**SUPPLIED TEXT:**
SECURITIES AND EXCHANGE COMMISSION

Washington, D.C. 20549

 

 

FORM 8-K

 

 

CURRENT REPORT

PURSUANT TO SECTION 13 OR 15(D) OF THE

SECURITIES EXCHANGE ACT OF 1934

Date of Report (Date of Earliest Event Reported) March 29, 2012

 

 

 

LOGO

SONOSITE, INC.

(Exact Name of the Registrant as Specified in its Charter)

 

 

 

Washington   0-23791   91-1405022

(State or Other Jurisdiction

of Incorporation)

 

(Commission

File Number)

 

(IRS Employer

Identification No.)

 

21919 30th Drive S.E.

Bothell, WA

  98021-3904
(Address of Principal Executive Offices)   (Zip Code)

(Registrant’s Telephone Number, including Area Code) (425) 951-1200

None

(Former Name or Former Address, if Changed Since Last Report)

 

 

Check the appropriate box below if the Form 8-K filing is intended to simultaneously satisfy the filing obligation of the registrant under any of the following provisions (see General Instruction A.2. below):

 

¨ Written communications pursuant to Rule 425 under the Securities Act (17 CFR 230.425)

 

¨ Soliciting material pursuant to Rule 14a-12 under the Exchange Act (17 CFR 240.14a-12)

 

¨ Pre-commencement communications pursuant to Rule 14d-2(b) under the Exchange Act (17 CFR 240.14d-2)

 

¨ Pre-commencement communications pursuant to Rule 13e-4(c) under the Exchange Act (17 CFR 240.13e-4(c))

 

 

 


Introductory Note

On March 29, 2012, SonoSite, Inc., a Washington corporation (the “Company”), completed its merger (the “Merger”) with Salmon Acquisition Corporation, a Delaware corporation (“Purchaser”) and an indirect wholly-owned subsidiary of FUJIFILM Holdings Corporation, a Japanese corporation (“FUJI”), with the Company as the surviving corporation (the “Surviving Corporation”), pursuant to the terms and conditions of that certain Agreement and Plan of Merger, dated as of December 15, 2011, among the Company, Purchaser and FUJI (the “Merger Agreement”). As a result of the Merger and pursuant to the terms of the Merger Agreement, each outstanding share of the Company’s common stock, $0.01 par value per share (the “Shares”) (other than Shares owned by Purchaser or FUJI, Shares owned by the Company and Shares held by shareholders who properly exercise their dissenters’ rights pursuant to and in compliance with the Washington Business Corporation Act) was converted into the right to receive $54.00 per share, in cash, without interest and less any required withholding taxes (the “Merger Consideration”). A copy of the press release announcing the consummation of the Merger is attached as Exhibit 99.1 to this current report and is incorporated herein by reference.

 

Item 1.01.   Entry into a Material Definitive Agreement.

On March 29, 2012, the Company entered into a Second Supplemental Indenture with Wells Fargo Bank, National Association, as trustee (the “Second Supplemental Indenture”). Pursuant to the Second Supplemental Indenture, the Company’s 3.75% Convertible Senior Notes Due 2014 (the “Notes”) issued pursuant to an Indenture dated as of July 16, 2007, as amended by a First Supplemental Indenture dated as of July 16, 2007 (the “Indenture”), shall be convertible into the Merger Consideration receivable by a holder of that number of Shares as would have been issuable upon conversion of such Notes immediately prior to the Merger. A copy of the Second Supplemental Indenture is attached as Exhibit 4.1 to this current report and is incorporated herein by reference.

**TASK REQUIREMENTS:**
a: Extract the passage of the SonoSite filing between "21919 30th Drive" and "Since Last Report)", inclusive.
b: In the SonoSite filing, what did each outstanding share of the Company's common stock convert into the right to receive as a result of the Merger?
c: Name every rule cited in the check-box provisions of the SonoSite filing.
The material after the SonoSite filing isn't needed.

**GIVEN INFORMATION:**
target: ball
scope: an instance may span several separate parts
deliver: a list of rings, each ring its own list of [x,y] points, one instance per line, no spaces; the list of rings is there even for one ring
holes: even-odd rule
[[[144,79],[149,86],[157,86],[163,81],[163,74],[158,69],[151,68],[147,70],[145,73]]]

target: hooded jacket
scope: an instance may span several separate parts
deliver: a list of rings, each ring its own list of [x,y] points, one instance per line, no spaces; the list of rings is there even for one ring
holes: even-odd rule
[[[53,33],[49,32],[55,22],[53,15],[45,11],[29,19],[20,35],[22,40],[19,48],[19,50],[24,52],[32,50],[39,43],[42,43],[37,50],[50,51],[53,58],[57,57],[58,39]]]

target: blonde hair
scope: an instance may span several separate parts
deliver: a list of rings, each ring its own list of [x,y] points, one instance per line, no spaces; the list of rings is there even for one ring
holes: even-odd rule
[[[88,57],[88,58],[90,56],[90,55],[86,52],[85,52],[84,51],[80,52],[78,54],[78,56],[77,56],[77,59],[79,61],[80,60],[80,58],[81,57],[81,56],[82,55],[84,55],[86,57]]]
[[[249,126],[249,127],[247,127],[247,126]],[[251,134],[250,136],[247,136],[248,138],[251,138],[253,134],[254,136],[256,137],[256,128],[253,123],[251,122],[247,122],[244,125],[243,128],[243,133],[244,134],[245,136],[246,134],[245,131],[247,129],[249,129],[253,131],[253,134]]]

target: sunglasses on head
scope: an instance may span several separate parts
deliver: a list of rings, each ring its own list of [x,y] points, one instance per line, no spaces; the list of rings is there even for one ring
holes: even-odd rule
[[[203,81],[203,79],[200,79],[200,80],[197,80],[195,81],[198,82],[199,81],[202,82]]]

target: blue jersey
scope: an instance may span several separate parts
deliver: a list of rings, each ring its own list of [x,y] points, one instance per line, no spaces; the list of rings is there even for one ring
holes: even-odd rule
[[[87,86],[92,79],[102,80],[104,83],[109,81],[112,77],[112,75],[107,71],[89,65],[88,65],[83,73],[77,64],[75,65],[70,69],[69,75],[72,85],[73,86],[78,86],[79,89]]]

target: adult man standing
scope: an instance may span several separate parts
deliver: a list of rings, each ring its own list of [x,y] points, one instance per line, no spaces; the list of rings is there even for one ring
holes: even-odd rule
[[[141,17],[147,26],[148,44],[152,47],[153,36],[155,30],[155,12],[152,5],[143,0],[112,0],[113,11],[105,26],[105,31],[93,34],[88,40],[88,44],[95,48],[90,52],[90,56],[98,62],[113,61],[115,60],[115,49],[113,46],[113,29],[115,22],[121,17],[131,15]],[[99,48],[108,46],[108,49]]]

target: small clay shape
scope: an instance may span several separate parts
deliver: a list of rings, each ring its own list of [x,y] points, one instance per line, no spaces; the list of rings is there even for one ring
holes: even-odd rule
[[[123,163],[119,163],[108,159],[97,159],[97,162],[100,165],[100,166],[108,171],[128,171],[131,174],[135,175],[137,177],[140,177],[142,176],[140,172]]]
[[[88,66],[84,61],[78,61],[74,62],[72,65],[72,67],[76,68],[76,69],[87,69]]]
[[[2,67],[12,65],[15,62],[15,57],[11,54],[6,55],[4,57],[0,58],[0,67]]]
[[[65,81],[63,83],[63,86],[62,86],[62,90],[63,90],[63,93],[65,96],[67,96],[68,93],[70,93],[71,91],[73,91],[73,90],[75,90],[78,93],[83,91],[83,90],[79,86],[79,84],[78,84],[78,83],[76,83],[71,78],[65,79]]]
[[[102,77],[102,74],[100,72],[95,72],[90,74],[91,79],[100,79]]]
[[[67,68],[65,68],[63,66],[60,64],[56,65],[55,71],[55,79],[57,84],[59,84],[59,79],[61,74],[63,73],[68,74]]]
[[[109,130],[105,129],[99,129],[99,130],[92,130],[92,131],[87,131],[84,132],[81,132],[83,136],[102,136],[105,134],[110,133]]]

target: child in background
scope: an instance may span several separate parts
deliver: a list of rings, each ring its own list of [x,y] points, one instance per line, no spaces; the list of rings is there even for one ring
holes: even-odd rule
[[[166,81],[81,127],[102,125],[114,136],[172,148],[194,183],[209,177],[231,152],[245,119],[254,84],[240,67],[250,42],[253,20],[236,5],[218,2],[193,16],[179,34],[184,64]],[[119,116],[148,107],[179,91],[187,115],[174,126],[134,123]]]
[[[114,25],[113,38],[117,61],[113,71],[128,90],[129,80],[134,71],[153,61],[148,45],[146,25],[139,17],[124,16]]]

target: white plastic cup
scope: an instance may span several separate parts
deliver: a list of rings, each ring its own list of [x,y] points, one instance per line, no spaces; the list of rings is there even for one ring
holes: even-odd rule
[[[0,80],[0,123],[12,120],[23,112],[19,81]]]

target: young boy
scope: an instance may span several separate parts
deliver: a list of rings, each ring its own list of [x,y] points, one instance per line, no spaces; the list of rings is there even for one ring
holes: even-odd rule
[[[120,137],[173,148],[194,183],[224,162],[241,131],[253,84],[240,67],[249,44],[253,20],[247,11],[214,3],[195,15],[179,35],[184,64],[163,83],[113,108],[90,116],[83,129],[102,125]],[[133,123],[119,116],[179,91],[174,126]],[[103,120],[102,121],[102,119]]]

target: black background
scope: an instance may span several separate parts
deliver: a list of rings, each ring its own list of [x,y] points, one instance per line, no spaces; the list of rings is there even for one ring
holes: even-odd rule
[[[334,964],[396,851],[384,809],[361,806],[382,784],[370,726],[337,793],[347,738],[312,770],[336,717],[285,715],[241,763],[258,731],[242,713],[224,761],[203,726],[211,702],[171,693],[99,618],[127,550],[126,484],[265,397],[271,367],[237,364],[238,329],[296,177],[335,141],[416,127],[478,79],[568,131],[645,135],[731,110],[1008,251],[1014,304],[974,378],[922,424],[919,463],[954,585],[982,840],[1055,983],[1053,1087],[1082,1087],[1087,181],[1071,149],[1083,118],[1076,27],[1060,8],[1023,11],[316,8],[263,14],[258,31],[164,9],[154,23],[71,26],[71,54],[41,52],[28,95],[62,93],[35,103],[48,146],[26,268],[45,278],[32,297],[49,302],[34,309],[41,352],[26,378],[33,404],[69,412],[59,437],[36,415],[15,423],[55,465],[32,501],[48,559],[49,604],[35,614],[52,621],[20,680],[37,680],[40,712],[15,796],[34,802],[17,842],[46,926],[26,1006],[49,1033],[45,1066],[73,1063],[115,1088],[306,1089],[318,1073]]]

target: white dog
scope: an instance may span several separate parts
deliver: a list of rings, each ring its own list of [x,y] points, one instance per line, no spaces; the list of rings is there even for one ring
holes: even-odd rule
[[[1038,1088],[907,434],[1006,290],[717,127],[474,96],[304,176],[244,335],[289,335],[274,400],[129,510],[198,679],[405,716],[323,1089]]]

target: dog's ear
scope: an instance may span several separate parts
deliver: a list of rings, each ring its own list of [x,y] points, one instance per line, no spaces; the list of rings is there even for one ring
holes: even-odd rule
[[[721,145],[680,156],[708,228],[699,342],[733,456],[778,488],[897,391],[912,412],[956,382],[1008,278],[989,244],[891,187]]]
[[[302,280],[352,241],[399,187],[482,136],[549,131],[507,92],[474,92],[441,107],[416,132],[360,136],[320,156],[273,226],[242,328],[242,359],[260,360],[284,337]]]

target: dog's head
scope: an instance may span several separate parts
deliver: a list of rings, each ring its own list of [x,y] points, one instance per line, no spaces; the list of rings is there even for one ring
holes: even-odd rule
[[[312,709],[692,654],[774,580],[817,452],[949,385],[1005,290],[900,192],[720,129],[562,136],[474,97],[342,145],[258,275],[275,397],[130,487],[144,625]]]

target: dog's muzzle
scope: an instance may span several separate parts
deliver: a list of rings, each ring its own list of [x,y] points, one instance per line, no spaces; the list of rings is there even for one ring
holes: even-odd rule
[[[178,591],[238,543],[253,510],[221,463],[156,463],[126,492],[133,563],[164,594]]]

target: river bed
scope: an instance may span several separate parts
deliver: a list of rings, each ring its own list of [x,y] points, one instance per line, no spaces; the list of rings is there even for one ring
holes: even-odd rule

**THE SOLUTIONS:**
a:
21919 30th Drive S.E.

Bothell, WA

  98021-3904
(Address of Principal Executive Offices)   (Zip Code)

(Registrant’s Telephone Number, including Area Code) (425) 951-1200

None

(Former Name or Former Address, if Changed Since Last Report)

b: $54.00 per share, in cash, without interest and less any required withholding taxes.

c:
- Rule 425 under the Securities Act
- Rule 14a-12 under the Exchange Act
- Rule 14d-2(b) under the Exchange Act
- Rule 13e-4(c) under the Exchange Act